— ESERCIZI —
a) Indica se ciascuna affermazione concorda con l'articolo sull'insicurezza nei piccoli Comuni, rispondendo sì o no e citando le parole del testo che lo stabiliscono: (i) i piccoli Comuni dell'indagine sono quelli fino a 5mila abitanti; (ii) l'VIII Conferenza Nazionale dei Piccoli Comuni si è svolta a Roma; (iii) Daniela Stradiotto ha indicato come sola risposta l'impiego di più uomini e più mezzi.
b) Elenca tutti i fenomeni di micro-criminalità a cui l'articolo sull'insicurezza nei piccoli Comuni riconduce innanzitutto l'insicurezza.
c) Per favore, prosegui l'articolo sull'insicurezza nei piccoli Comuni a partire dalla sua ultima frase.
:: ARTICOLO ::
Dove nasce l’insicurezza: un viaggio di Cittalia nei piccoli Comuni
Cosa intendiamo quando parliamo di “sicurezza”? Il tema, sempre più al centro dell’agenda politica (pensiamo solo al cosiddetto “pacchetto sicurezza” e ai Patti per la sicurezza tra Ministero dell’Interno ed enti locali) e di quella mediatica, in realtà non è così monolitico come potrebbe sembrare. La percezione del senso di insicurezza presenta delle sfumature a seconda della realtà sociale, demografica e geografica in cui nasce e si sviluppa; sono diversi gli elementi che possono influenzarla e varie le risposte che si possono dare.
8 Ottobre 2008
Cosa intendiamo quando parliamo di “sicurezza”? Il tema, sempre più al centro dell’agenda politica (pensiamo solo al cosiddetto “pacchetto sicurezza” e ai Patti per la sicurezza tra Ministero dell’Interno ed enti locali) e di quella mediatica, in realtà non è così monolitico come potrebbe sembrare. La percezione del senso di insicurezza presenta delle sfumature a seconda della realtà sociale, demografica e geografica in cui nasce e si sviluppa; sono diversi gli elementi che possono influenzarla e varie le risposte che si possono dare.
Questo approccio, che tenta di leggere la questione sicurezza sotto molteplici angolazioni e di proporre politiche di ampio respiro, è emerso anche nell’ambito di numerosi confronti all’interno dell’ultima edizione di FORUM PA. Tra gli interventi sul tema, quello di Daniela Stradiotto, Direttore del Servizio di controllo del territorio del Ministero dell’Interno, aveva posto l’accento sul fatto che per produrre sicurezza bisogna puntare, oltre che sulle tecnologie, sul controllo formale e sulle risposte tradizionali (il solito “più uomini e più mezzi”), anche su altri strumenti: la riqualificazione degli spazi, la vitalità delle strade, la rinascita di una coesione sociale che porti al controllo informale da parte dei cittadini in collaborazione con le forze dell’ordine.
Un’analisi simile viene fuori dalla fotografia della percezione del senso di insicurezza nei piccoli Comuni italiani (quelli fino a 5mila abitanti) fatta di recente da Cittalia-Anci ricerche, attraverso un’indagine effettuata nel luglio scorso e presentata in occasione dell’VIII Conferenza Nazionale dei Piccoli Comuni (Mogliano Veneto – 12 e 13 settembre 2008). La ricerca ha cercato di mettere in luce analogie e differenze rispetto alle grandi realtà metropolitane, ma anche tra Nord e Sud del Paese e tra le diverse classi sociali, evidenziando le azioni messe in atto dagli amministratori locali e il loro grado di corrispondenza alle aspettative dei cittadini.
Emerge un quadro in cui l’insicurezza è ricondotta innanzitutto alla micro-criminalità: furti in appartamento, truffe, presenza di immigrati, atti vandalici, spaccio di sostanze stupefacenti. Per il 52% di chi vive in un piccolo centro il senso di incertezza dipende strettamente dall’affermarsi di questi fenomeni, che incidono sul quotidiano e sono visti come un elemento di rottura, una perturbazione improvvisa e imprevista che mette a repentaglio un certo standard di vita, l’abitudine a stare al riparo da pericoli e sconvolgimenti.
:::
:: MATERIALE DI RIFERIMENTO ::
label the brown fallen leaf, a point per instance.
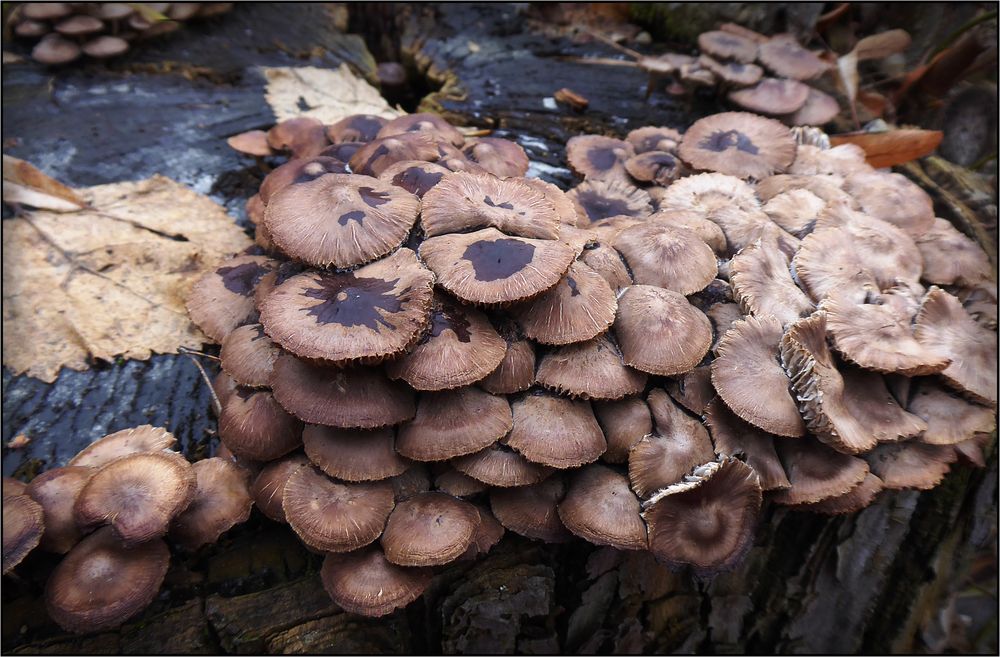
:::
— SOLUZIONI —
a)
(i) Sì: "quelli fino a 5mila abitanti".
(ii) No: "Mogliano Veneto – 12 e 13 settembre 2008".
(iii) No: "anche su altri strumenti".

b)
- furti in appartamento
- truffe
- presenza di immigrati
- atti vandalici
- spaccio di sostanze stupefacenti

c)
La soglia di tolleranza ad episodi criminali è più bassa nei piccoli centri, rispetto alle grandi città, quindi la sensazione di insicurezza viene avvertita in maniera più forte e traumatica. Se da una parte, quindi, il disagio è causato da fattori concreti, dall’altra cresce in proporzione maggiore rispetto all’aumento reale della criminalità.
Alcuni dati che emergono dalla ricerca sembrano confermare proprio questa tesi. Innanzitutto, chi vive nei piccoli centri dice di sentirsi ancora abbastanza sicuro nella vita di tutti i giorni. Infatti, se l’86% dei residenti afferma che il senso di insicurezza in Italia è aumentato, praticamente la stessa percentuale definisce ancora come buono il livello di sicurezza vissuto nella realtà del proprio comune. Al contrario, nelle metropoli è il 55% dei residenti a denunciare un forte disagio nel proprio vissuto quotidiano. Questa differenza, tuttavia, si annulla quando si va a vedere la reazione delle persone: in entrambe le realtà, infatti, più della metà degli abitanti dichiara di aver cambiato le proprie abitudini di vita a causa del senso di insicurezza.
Ancora una volta, il clima di allarme pesa più del reale peggioramento della qualità della vita, la percezione più del rischio reale. Non a caso, è soprattutto nei piccoli centri che, stando alla ricerca di Cittalia, si chiedono più poteri per i sindaci e più iniziative da parte dei Comuni in materia di sicurezza. È come se il livello di incertezza avvertito fosse il riflesso di quanto avviene altrove, di fatti conosciuti tramite i media e ai quali si teme di non saper far fronte.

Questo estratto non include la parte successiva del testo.